▶ _CONSIGNE DE L'EXERCICE_: Recopiez fidèlement le passage de l'extrait fourni qui va de « Pour l'instant, ceux » jusqu'à « emmerder, c'est selon. ».

▶ _EXTRAIT FOURNI_:
----------

01 janvier 2012

Le vent l'emportera


Un jour les hommes fatigués lèveront la tête, et bientôt ils tendront le poing haut. Usés d'avoir seulement appris à reluquer leurs arpions pour laisser passer un plus beau, un plus riche, un plus arrogant. Méfiance ! La voix des peuples cherche encore son passage mais pètera bientôt au blaire du monde. Il est encore temps d'en rire, alors profitez, rigolez grassement, esclaffez-vous, tapez-vous fortement sur le bide, la terre ne tournera à l'envers que quand les hommes l'auront décidé. Mais ce jour-là, amigos, faudra pas rester devant !!! Rien de plus piquant qu'une frustration qui se libère. Je l'ai toujours dit : « On reverra des têtes au bout des piques. » Compte à rebours…

Pour l'instant, ceux qui savent ce qui est bon pour le petit peuple sans jamais l'avoir touché du doigt, trop haut sur leur Olympe social, ne se lassent pas de tchatcher fort, palabrer goulu et décider encore et toujours en n'oubliant jamais de mépriser, car le mépris, oui, c'est l'incontournable marque des grands de ce monde… Enfin, tant qu'on leur permettra d'en user et d'en abuser, car, un jour, tout ça finira. Les fatigués d'être laids, d'être petits, d'être cons, les épuisés de se laisser bouffer les toasts sur la caboche pour se réjouir quand même de baffrer la couenne du jambon prendront enfin les clés du camion… à coups de semelles dans les plombages, c'est certain, mais après tout c'est peut-être le moyen le plus sûr de se faire entendre… ou de ne plus se faire emmerder, c'est selon.

----------

▶ _ITEMS ENREGISTRÉS_:
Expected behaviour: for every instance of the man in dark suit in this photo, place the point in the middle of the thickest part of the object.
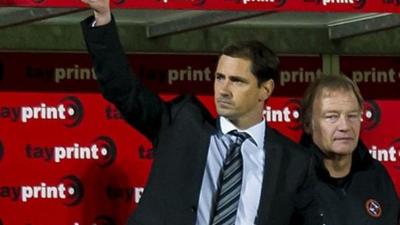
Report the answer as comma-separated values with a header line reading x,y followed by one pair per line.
x,y
232,170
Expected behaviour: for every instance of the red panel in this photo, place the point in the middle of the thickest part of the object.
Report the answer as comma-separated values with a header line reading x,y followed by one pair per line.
x,y
267,5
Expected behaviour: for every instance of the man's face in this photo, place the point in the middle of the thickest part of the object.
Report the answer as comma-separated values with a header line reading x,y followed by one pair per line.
x,y
335,122
236,93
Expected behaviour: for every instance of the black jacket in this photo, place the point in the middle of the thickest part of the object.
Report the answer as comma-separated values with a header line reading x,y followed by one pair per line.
x,y
366,196
180,132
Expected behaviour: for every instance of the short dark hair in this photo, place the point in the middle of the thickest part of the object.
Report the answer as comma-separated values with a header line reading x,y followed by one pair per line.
x,y
264,62
330,83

----------

▶ _RÉPONSE ATTENDUE_:
Pour l'instant, ceux qui savent ce qui est bon pour le petit peuple sans jamais l'avoir touché du doigt, trop haut sur leur Olympe social, ne se lassent pas de tchatcher fort, palabrer goulu et décider encore et toujours en n'oubliant jamais de mépriser, car le mépris, oui, c'est l'incontournable marque des grands de ce monde… Enfin, tant qu'on leur permettra d'en user et d'en abuser, car, un jour, tout ça finira. Les fatigués d'être laids, d'être petits, d'être cons, les épuisés de se laisser bouffer les toasts sur la caboche pour se réjouir quand même de baffrer la couenne du jambon prendront enfin les clés du camion… à coups de semelles dans les plombages, c'est certain, mais après tout c'est peut-être le moyen le plus sûr de se faire entendre… ou de ne plus se faire emmerder, c'est selon.